(Stored data)

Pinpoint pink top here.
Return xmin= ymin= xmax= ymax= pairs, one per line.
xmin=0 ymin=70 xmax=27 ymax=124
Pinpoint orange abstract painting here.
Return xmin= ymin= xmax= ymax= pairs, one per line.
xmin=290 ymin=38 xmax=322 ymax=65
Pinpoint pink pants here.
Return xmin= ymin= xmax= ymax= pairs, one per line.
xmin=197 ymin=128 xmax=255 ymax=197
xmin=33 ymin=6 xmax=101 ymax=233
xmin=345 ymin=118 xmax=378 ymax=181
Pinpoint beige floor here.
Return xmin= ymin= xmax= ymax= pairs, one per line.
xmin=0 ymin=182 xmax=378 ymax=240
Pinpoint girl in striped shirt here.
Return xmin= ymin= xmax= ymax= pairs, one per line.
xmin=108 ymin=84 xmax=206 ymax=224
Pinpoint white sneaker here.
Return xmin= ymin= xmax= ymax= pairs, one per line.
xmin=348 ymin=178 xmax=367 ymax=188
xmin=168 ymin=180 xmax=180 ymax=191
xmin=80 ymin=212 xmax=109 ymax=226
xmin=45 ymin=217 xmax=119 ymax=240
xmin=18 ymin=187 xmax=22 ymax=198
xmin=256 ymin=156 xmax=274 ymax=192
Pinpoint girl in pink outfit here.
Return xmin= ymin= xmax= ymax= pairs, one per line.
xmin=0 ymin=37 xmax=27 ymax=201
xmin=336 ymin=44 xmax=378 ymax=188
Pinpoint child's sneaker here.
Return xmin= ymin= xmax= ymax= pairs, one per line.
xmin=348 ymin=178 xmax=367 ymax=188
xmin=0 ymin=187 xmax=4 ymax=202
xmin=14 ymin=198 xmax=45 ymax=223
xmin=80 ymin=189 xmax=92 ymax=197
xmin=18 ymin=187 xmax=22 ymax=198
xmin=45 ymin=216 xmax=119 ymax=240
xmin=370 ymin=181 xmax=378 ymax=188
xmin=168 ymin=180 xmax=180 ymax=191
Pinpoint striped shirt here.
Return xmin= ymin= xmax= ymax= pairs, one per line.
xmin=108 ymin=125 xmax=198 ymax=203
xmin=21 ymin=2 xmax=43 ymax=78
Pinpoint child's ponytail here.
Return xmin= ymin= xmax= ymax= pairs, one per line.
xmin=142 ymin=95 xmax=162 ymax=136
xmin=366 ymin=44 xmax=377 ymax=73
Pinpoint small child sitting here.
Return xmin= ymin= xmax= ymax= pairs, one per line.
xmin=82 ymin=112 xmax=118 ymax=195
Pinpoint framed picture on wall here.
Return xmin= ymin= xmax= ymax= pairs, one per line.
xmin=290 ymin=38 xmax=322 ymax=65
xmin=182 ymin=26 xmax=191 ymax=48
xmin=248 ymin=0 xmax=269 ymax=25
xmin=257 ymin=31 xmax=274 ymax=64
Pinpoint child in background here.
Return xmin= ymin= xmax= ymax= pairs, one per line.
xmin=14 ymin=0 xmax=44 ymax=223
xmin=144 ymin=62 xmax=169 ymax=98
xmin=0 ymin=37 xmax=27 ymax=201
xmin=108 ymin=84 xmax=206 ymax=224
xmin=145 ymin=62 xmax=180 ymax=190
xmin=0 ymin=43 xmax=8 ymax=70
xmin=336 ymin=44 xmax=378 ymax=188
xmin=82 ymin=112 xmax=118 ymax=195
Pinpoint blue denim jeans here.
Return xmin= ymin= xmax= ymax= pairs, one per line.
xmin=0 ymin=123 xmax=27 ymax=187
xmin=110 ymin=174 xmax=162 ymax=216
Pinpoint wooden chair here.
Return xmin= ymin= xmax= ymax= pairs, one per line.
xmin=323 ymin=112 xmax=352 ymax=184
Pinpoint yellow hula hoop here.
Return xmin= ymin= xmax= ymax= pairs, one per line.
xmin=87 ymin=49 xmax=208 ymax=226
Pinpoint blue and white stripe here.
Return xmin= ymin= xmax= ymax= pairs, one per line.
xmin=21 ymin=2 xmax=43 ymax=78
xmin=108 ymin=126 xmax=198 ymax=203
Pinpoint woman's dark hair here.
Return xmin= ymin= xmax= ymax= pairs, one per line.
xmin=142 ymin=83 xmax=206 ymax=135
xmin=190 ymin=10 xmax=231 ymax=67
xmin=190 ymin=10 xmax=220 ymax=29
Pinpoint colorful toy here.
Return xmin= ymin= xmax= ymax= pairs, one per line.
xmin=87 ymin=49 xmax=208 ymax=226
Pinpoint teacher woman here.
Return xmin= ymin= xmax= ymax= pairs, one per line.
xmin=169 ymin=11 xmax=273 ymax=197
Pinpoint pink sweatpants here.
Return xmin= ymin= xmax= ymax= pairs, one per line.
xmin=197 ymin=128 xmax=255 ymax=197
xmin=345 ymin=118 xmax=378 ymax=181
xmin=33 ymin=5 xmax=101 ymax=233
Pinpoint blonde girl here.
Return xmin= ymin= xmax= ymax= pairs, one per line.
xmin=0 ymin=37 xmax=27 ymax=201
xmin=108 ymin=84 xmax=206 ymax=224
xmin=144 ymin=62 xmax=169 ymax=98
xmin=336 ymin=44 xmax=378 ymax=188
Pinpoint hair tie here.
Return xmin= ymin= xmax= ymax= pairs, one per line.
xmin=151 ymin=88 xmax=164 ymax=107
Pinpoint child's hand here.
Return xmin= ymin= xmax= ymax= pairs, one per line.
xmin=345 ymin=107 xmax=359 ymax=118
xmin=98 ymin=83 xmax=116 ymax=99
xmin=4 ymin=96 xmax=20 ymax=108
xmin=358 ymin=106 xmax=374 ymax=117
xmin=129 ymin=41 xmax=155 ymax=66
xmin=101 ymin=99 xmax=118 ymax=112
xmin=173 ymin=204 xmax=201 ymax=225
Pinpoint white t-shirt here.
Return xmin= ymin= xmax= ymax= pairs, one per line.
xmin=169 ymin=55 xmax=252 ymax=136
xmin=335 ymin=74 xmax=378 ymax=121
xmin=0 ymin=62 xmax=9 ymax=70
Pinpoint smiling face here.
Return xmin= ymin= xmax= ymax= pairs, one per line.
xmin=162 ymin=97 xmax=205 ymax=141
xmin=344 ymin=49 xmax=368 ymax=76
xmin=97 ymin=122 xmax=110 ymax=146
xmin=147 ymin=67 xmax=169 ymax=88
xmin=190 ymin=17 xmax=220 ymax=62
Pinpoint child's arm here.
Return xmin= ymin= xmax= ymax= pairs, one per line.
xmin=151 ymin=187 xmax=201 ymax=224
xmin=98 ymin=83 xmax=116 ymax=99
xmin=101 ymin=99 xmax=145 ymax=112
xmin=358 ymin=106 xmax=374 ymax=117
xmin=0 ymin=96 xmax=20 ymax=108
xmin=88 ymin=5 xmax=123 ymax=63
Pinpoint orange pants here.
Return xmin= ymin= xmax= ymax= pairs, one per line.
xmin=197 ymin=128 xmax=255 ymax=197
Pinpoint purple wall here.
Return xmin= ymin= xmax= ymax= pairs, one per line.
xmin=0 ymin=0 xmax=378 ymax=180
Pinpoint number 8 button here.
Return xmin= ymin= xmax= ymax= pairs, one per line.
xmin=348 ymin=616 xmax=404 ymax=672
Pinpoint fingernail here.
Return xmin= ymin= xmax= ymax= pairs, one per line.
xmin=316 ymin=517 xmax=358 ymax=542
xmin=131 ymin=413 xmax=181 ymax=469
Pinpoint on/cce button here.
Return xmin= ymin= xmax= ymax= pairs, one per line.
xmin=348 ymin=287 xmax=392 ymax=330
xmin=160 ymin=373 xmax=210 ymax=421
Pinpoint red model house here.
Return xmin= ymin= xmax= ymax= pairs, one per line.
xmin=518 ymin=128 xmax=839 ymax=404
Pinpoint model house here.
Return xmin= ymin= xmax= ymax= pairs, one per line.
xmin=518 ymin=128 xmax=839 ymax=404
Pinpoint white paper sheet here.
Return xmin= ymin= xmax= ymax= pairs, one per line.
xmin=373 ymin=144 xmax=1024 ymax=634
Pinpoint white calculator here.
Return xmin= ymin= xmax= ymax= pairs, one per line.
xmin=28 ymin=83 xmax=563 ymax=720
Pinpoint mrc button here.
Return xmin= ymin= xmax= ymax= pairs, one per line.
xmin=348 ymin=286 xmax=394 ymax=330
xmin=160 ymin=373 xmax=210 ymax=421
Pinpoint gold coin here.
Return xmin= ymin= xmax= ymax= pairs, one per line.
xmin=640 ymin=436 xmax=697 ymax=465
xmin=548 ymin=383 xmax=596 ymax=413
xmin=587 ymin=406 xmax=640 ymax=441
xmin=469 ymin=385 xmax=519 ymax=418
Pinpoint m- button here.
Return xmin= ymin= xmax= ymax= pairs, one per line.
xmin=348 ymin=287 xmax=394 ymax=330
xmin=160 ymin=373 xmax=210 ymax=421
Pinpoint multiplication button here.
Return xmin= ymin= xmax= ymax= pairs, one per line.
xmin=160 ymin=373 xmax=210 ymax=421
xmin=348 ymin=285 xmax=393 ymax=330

EXERCISE GOAL> Gather every line of the stored data above that contains the word "house", and copy each of those lines in full.

SOLUTION>
Pinpoint red model house here.
Pinpoint model house here.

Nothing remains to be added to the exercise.